## Task details
Copy out, character for character, only the lines of the rows below that run from the line holding "TARGET = power line" to the line holding "112), (40, 159)]", inclusive.

## Source records
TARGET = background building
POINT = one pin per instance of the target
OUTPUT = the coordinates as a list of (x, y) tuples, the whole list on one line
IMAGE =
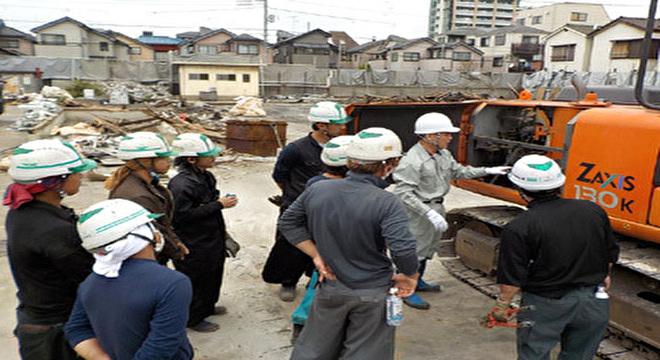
[(446, 15), (551, 17)]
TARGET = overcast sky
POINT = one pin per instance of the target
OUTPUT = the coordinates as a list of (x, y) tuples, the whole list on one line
[(363, 19)]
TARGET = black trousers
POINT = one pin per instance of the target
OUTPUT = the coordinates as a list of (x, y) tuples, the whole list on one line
[(43, 342), (206, 282), (286, 264)]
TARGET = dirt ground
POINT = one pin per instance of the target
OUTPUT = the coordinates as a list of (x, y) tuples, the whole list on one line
[(257, 325)]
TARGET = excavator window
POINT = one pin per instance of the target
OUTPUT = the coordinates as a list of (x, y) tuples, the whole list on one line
[(656, 177)]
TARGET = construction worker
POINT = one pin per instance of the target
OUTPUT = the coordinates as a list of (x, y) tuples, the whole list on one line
[(130, 307), (45, 256), (199, 224), (558, 253), (298, 162), (347, 227), (147, 157), (422, 180), (335, 167)]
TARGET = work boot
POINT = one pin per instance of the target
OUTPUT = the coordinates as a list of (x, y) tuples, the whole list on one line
[(297, 329), (423, 286), (287, 293), (205, 326), (415, 301), (219, 310)]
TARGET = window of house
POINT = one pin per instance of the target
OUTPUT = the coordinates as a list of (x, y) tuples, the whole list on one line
[(461, 56), (207, 49), (632, 49), (225, 77), (563, 53), (528, 39), (248, 49), (577, 16), (9, 43), (411, 56), (197, 76), (53, 39), (500, 39)]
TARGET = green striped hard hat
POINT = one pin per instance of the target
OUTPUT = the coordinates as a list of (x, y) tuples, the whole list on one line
[(40, 159), (109, 221), (143, 144)]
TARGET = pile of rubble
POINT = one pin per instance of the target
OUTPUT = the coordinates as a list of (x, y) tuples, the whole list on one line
[(41, 108), (125, 92)]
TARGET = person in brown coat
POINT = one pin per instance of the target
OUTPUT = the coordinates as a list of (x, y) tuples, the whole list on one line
[(147, 156)]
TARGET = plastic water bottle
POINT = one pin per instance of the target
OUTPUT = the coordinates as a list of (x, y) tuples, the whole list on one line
[(394, 308), (601, 293)]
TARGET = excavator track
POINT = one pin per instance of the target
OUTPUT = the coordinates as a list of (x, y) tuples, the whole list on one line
[(634, 331)]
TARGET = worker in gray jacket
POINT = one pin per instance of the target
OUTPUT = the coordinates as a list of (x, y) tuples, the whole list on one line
[(347, 227), (422, 180)]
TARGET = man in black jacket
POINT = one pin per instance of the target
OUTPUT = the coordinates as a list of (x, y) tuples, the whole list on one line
[(298, 162), (559, 253), (198, 222), (45, 254)]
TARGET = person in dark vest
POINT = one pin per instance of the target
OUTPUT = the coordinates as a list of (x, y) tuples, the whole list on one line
[(199, 224), (45, 254), (297, 163), (558, 254)]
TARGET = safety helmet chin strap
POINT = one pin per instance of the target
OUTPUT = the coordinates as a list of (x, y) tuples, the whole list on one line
[(435, 145)]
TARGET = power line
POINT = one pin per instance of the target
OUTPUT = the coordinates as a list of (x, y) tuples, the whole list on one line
[(329, 16)]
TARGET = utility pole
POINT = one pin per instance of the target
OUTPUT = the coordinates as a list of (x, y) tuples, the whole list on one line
[(264, 56)]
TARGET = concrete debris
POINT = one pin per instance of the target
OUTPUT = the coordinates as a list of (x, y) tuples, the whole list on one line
[(53, 92), (118, 95), (38, 110), (77, 129), (248, 106), (139, 93), (450, 96)]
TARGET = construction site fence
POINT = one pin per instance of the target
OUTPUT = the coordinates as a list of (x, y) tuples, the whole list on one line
[(87, 69)]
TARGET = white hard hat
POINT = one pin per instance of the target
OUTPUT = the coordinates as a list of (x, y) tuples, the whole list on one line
[(111, 220), (143, 144), (536, 173), (432, 123), (191, 144), (374, 144), (334, 151), (328, 112), (40, 159)]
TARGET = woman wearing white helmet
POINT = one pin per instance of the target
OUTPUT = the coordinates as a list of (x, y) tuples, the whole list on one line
[(298, 162), (45, 256), (147, 156), (335, 163), (121, 235), (199, 224)]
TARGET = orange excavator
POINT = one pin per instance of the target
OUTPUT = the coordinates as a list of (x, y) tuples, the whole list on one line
[(609, 149)]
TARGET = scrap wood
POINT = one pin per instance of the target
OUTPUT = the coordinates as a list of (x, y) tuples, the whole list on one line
[(181, 123), (108, 125)]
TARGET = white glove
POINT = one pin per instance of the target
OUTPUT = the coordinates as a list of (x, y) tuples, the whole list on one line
[(498, 170), (437, 220)]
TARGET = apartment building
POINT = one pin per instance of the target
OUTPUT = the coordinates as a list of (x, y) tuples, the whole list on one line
[(551, 17), (446, 15)]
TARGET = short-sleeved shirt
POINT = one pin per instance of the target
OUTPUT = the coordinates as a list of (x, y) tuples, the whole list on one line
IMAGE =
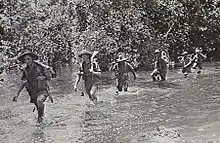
[(87, 75), (161, 65), (31, 74)]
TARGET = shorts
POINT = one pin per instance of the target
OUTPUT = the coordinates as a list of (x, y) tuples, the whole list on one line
[(33, 97)]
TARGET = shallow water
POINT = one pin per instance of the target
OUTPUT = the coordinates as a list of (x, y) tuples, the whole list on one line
[(190, 105)]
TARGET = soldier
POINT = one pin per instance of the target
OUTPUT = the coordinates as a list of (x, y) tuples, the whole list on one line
[(197, 59), (160, 67), (187, 64), (90, 72), (34, 78), (121, 69)]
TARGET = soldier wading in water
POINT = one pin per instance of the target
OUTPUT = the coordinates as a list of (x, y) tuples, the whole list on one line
[(34, 78), (90, 72), (121, 69)]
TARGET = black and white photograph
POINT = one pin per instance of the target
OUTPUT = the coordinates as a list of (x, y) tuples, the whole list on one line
[(109, 71)]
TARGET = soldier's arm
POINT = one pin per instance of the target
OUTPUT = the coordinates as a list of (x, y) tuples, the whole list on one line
[(21, 87), (131, 69), (97, 70)]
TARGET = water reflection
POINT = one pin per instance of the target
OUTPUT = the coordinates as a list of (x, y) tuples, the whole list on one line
[(38, 136)]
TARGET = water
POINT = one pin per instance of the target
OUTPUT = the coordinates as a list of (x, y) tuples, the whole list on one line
[(189, 105)]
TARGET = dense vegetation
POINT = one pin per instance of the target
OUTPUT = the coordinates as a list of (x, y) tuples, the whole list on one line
[(136, 27)]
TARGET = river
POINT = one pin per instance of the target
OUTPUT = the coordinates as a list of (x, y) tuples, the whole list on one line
[(187, 108)]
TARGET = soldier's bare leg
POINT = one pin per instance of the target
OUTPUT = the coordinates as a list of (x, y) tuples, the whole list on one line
[(93, 92), (88, 87)]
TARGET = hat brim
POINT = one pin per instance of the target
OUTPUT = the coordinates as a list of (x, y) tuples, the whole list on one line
[(183, 54), (33, 55), (121, 60)]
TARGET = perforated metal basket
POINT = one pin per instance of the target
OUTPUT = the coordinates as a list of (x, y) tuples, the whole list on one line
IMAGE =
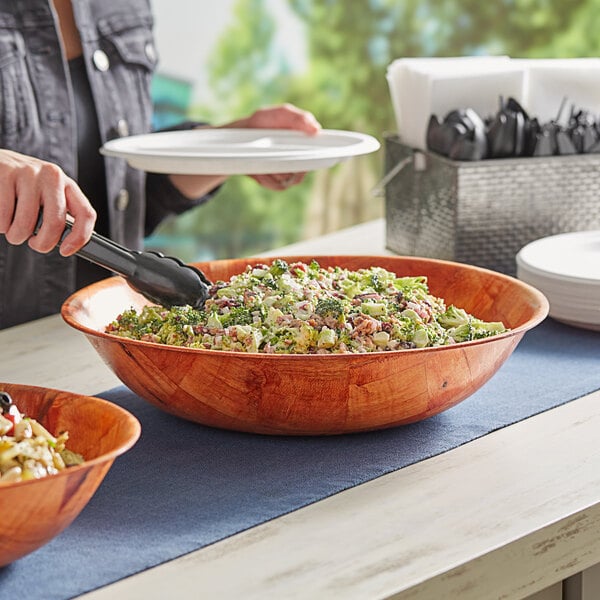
[(483, 212)]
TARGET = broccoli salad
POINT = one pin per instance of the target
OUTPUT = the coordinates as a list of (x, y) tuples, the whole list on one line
[(303, 308), (27, 449)]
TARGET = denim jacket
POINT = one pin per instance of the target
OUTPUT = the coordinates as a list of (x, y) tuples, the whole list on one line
[(37, 117)]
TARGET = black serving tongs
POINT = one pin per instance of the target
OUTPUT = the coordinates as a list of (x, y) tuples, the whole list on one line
[(162, 279)]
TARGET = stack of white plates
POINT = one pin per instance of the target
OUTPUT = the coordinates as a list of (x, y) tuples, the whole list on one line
[(566, 269)]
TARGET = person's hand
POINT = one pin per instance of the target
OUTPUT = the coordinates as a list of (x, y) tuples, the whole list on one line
[(29, 185), (284, 116)]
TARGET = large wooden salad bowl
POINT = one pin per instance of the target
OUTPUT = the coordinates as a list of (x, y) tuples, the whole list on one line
[(35, 511), (315, 394)]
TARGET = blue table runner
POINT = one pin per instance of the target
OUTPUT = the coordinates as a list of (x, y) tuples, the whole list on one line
[(184, 486)]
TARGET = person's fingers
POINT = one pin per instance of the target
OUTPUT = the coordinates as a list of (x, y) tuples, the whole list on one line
[(283, 116), (51, 206), (7, 202), (27, 197), (279, 181), (84, 219)]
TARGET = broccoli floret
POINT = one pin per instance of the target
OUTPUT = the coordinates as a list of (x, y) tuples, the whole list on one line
[(330, 307), (239, 315), (475, 329), (279, 267), (453, 317)]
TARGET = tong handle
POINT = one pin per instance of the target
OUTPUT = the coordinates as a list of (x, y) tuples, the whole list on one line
[(106, 253), (101, 251)]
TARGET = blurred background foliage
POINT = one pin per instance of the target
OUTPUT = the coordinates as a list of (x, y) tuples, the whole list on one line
[(350, 45)]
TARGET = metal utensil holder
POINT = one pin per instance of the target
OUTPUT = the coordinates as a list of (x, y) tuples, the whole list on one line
[(483, 212)]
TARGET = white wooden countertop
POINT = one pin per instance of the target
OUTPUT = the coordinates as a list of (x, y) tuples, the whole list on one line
[(503, 516)]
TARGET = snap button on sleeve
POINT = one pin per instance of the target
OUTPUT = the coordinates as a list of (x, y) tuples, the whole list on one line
[(122, 128), (150, 52), (100, 60), (122, 200)]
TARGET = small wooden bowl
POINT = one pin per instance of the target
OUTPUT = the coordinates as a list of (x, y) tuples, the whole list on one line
[(315, 394), (35, 511)]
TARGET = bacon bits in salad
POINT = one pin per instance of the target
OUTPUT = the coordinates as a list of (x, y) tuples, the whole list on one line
[(27, 449), (306, 309)]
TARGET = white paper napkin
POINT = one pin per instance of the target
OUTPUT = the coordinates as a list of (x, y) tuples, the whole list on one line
[(420, 87)]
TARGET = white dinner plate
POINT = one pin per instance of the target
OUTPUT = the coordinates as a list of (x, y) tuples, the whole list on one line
[(239, 151), (566, 269), (565, 257)]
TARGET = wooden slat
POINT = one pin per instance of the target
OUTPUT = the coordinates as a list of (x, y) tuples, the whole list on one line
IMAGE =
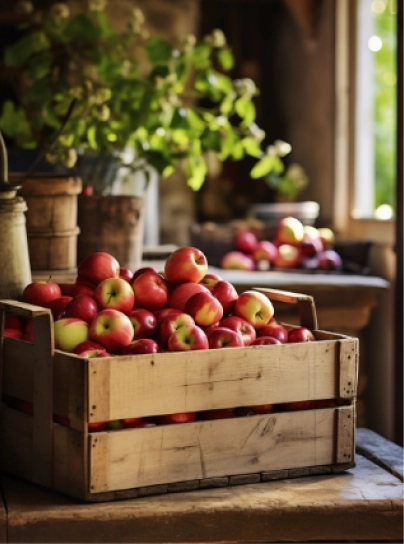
[(348, 369), (381, 451), (70, 467), (345, 443), (20, 362), (43, 400), (147, 385), (70, 388), (16, 439), (174, 453)]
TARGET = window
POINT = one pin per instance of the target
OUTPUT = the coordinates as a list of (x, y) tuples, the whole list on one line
[(366, 113)]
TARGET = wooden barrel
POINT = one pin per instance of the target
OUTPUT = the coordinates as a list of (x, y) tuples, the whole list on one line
[(51, 220), (111, 223)]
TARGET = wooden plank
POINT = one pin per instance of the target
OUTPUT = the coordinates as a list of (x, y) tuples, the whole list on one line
[(381, 451), (70, 467), (70, 388), (348, 369), (16, 439), (147, 385), (43, 399), (174, 453), (3, 520), (345, 434), (365, 503)]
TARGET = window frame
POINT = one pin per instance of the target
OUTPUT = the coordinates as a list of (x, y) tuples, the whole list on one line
[(348, 226)]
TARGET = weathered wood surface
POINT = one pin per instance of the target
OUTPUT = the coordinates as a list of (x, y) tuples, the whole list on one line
[(3, 521), (364, 503)]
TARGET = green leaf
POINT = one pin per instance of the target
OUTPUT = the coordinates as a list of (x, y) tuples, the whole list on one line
[(19, 52), (252, 147), (263, 167), (245, 109), (226, 59), (196, 170), (91, 137), (158, 51)]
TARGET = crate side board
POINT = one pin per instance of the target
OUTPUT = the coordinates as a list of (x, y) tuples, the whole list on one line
[(175, 453), (165, 383)]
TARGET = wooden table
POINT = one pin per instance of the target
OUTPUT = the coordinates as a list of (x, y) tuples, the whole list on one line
[(364, 503)]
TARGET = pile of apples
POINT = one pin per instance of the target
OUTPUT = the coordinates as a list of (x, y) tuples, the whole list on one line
[(295, 246), (110, 310)]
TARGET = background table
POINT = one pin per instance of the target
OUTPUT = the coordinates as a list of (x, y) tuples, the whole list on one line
[(364, 503)]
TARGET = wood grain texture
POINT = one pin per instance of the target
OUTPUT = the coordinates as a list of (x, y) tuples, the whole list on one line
[(166, 383), (365, 503), (167, 454)]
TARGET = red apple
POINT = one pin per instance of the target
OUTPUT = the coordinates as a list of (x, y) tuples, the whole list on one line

## Answer for the task
TARGET = power line
POINT = one pin per instance of the target
OUTPUT = the coordinates as a list of (x, y) tuples, the whole list on one line
[(329, 16)]
TARGET = utility pole
POINT = one pin per instance of the target
OUTPUT = the coordinates as a list of (x, y) tuples, the whole list on one line
[(264, 56)]
TARGET = concrete debris
POINT = one pin per instance of the target
OUTPUT = the coordinates as a list of (x, y) tuples, the whole list on one line
[(53, 92), (118, 95), (38, 110), (77, 129), (248, 106), (139, 93), (450, 96)]
TARGET = construction site fence
POINT = one pin per instance of the target
OUTPUT = the coordinates as a list of (x, y) tuples, the whole list on one line
[(87, 69)]
TARGET = white hard hat
POINT = one pin per instance of the target
OUTPUT = the coordinates as a list of (x, y) tuples, the whole list on one line
[(111, 220), (143, 144), (536, 173), (432, 123), (191, 144), (374, 144), (334, 151), (328, 112), (40, 159)]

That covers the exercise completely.